(Point-per-instance localization data)
|---|
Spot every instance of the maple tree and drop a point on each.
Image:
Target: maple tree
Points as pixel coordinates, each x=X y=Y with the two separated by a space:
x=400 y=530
|---|
Your instructions
Restate all of the entries above precisely.

Output below
Spot every instance of the maple tree and drop a point on each.
Image:
Target: maple tree
Points as pixel coordinates, each x=X y=Y with the two separated by a space:
x=400 y=530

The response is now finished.